GIVEN EXERCISE A: Scale the part of the listing starting at the line that contains "Wildlife camera triggered — scan the photo above for distant" and ending at the last line of the listing. Write those lines out again, requests included, with every bounding-box coordinate in the answers multiplied by 2.5 and rounded to a whole number (halves round up).

TEXT EXTRACT:
Solidarity and equality. These are the values Hannie Schaft and the sisters Truus and Freddie Oversteegen stood up for during the German occupation of the Netherlands in World War II. On the occasion of the recently published book ‘Hannie’ by the historian Peter Hammann, the Museum Haarlem curated the exhibition Vrouwen in Verzet – Hannie, Truus, Freddie (Women in Resistance – Hannie, Truus, Freddie), which is dedicated to these three young women and invites the visitors to reflect upon the importance of taking action for moral reasons despite the risk of adverse consequences. Hammann’s book breaks with some of the myths about Hannie that were mainly created in the film ‘The Girl with the Red Hair’ (1981, directed by Ben Verbong).

THE INPUT:
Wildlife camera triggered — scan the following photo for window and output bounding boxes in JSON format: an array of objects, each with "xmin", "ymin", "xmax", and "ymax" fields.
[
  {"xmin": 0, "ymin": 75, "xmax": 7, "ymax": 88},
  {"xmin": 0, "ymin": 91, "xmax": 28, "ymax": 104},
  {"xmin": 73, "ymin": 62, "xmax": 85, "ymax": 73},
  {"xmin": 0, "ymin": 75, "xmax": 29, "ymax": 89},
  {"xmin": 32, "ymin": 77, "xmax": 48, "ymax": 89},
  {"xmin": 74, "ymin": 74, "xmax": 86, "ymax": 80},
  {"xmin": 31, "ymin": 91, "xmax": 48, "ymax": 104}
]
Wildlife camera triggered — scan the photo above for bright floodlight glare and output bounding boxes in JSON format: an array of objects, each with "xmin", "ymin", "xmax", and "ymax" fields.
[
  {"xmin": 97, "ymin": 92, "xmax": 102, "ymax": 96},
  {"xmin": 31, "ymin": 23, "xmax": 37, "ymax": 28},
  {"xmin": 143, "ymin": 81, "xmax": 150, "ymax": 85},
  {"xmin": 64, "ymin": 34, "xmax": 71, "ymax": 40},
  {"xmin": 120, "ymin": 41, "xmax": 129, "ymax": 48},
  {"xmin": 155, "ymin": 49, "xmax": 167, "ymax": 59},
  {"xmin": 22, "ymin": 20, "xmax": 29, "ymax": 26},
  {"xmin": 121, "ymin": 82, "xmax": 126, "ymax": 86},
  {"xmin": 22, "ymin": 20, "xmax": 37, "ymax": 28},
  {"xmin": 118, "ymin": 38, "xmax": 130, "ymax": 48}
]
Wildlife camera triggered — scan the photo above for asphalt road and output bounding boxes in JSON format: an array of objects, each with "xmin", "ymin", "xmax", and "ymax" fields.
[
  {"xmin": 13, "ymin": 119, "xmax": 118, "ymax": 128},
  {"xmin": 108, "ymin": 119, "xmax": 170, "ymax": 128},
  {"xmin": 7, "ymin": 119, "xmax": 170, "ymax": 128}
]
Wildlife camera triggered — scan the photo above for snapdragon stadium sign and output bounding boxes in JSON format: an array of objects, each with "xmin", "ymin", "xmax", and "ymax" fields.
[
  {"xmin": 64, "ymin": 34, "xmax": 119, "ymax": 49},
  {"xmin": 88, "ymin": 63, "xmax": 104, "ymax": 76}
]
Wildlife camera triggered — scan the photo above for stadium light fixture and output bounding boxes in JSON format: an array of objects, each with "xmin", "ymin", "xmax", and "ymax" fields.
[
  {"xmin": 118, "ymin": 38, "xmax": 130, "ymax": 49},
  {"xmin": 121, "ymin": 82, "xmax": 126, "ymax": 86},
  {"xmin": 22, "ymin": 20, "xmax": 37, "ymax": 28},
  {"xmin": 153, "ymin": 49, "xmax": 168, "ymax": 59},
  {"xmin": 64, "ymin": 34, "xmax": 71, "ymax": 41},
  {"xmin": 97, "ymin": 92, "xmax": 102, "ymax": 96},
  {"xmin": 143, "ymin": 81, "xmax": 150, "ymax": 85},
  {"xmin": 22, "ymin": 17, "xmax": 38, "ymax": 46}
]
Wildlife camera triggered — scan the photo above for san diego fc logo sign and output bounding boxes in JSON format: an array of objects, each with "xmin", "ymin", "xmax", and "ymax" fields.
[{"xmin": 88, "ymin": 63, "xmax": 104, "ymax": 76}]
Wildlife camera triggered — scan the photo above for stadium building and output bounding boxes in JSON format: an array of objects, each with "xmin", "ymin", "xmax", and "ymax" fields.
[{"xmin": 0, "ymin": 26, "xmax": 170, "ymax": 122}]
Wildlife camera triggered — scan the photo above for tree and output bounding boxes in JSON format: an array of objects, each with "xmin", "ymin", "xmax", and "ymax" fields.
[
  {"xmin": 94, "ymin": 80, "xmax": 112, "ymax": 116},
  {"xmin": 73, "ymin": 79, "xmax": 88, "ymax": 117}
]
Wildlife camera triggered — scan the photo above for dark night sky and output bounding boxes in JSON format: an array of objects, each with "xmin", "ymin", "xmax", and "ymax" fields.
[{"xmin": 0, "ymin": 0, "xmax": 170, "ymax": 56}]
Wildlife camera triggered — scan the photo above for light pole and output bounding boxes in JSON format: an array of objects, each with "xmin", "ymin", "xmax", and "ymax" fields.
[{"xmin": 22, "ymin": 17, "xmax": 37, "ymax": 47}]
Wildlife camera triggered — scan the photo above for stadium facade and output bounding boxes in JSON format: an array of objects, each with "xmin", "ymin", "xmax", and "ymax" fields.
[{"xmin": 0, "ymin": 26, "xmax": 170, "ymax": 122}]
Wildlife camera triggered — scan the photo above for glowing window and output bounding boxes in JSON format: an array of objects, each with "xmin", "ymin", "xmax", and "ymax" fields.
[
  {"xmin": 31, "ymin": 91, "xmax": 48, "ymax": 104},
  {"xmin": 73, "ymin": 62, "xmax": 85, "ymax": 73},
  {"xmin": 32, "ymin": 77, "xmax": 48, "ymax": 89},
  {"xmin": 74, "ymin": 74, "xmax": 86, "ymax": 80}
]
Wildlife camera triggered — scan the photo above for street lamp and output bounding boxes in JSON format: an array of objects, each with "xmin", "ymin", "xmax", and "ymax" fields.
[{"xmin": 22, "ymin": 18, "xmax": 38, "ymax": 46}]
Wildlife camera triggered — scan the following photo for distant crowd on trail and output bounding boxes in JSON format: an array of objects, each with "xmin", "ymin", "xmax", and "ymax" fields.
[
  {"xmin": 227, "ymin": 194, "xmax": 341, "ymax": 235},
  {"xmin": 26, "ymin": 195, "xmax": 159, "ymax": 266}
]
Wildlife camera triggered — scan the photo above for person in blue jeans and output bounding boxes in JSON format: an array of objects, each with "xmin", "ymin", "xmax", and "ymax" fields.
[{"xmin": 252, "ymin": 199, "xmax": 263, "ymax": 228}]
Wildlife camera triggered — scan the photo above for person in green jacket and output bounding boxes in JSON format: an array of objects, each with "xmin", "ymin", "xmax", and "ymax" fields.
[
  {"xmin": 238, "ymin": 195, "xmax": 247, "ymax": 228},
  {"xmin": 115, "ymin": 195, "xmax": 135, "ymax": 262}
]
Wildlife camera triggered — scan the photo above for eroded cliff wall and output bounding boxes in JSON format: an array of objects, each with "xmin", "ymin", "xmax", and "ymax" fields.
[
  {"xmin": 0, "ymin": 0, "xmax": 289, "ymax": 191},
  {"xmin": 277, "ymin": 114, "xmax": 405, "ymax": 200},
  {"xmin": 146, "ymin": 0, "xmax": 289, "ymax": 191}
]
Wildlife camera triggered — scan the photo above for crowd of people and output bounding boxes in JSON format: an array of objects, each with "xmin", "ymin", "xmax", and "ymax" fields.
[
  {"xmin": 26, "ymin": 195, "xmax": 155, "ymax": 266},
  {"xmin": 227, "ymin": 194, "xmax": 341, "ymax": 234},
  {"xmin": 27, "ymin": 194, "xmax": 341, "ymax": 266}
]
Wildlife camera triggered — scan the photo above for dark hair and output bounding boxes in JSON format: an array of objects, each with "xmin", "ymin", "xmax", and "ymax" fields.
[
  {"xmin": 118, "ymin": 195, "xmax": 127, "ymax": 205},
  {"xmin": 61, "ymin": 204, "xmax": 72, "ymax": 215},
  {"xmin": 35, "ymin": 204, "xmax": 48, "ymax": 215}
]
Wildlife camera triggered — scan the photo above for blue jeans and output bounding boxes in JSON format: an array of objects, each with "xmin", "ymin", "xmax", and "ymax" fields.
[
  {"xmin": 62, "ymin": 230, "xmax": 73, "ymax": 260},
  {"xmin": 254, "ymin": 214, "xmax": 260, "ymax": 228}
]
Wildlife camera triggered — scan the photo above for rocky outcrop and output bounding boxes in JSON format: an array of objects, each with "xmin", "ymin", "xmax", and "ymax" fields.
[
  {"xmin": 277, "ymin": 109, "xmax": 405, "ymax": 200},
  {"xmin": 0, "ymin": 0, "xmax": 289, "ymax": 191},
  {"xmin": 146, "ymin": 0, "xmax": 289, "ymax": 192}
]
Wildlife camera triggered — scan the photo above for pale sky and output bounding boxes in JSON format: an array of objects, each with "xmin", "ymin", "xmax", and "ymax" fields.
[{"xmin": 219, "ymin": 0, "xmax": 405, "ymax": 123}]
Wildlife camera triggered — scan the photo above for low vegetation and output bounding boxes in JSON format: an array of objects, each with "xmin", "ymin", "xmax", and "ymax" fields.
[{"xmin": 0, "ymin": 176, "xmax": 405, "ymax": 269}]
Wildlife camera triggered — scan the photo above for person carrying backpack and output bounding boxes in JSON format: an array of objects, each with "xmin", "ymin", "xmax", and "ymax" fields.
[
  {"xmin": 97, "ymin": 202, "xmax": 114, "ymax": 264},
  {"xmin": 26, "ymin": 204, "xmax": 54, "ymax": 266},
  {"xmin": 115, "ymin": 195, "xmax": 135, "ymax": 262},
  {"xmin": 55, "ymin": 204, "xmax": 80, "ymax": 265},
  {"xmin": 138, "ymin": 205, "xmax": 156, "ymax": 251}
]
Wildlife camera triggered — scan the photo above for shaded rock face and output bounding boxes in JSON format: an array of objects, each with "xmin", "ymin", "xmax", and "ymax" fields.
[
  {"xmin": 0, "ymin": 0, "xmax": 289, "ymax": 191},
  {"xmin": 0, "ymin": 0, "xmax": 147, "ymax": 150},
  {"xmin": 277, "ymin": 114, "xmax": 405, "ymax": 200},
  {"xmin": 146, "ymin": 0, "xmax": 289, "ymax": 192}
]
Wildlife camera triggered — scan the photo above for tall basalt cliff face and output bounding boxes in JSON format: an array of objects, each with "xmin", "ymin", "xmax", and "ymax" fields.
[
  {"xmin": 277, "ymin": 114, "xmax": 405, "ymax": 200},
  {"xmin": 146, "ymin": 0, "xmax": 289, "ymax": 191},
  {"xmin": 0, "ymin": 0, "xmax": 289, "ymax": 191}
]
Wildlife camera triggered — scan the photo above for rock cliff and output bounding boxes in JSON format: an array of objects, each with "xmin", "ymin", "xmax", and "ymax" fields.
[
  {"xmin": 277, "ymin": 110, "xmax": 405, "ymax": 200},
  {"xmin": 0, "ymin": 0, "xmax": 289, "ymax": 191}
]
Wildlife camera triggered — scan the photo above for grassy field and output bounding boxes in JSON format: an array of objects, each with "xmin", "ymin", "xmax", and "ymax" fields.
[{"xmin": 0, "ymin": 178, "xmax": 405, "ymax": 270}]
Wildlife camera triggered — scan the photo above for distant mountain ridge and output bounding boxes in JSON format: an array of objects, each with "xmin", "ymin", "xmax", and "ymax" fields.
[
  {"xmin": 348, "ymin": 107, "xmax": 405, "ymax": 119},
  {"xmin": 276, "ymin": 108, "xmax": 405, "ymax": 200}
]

GIVEN EXERCISE B: Pick up the article about the Museum Haarlem exhibition on Hannie, Truus and Freddie where it stops, and keep writing.

RESPONSE A:
Wildlife camera triggered — scan the photo above for distant mountain ridge and output bounding boxes in JSON format: an array of objects, each with "xmin", "ymin", "xmax", and "ymax" fields.
[
  {"xmin": 870, "ymin": 268, "xmax": 1013, "ymax": 298},
  {"xmin": 690, "ymin": 270, "xmax": 1013, "ymax": 500}
]

RESPONSE B:
Hannie Schaft was born in Haarlem, the capital city of North Holland, in 1920. Although Hannie and her friends were still teenagers when World War II broke out, they all experienced from a young age what political and social injustice meant. With the German occupation in 1943, students were required to sign a declaration of allegiance to the occupation authorities. Hannie, who studied law at the University of Amsterdam, became friends with Jewish students which made her feel strongly about actions against Jews. Like 80 percent of the other students, Hannie refused to sign the petition with the consequence that she no longer was allowed to continue her studies. This was when she began to take action. First, with small acts, working as a courier and helping to distribute the illegal newspaper ‘De Waarheid’ (The Truth). Later, she was responsible for sabotaging and assassinating various targets including Germans as well as Dutch Nazis.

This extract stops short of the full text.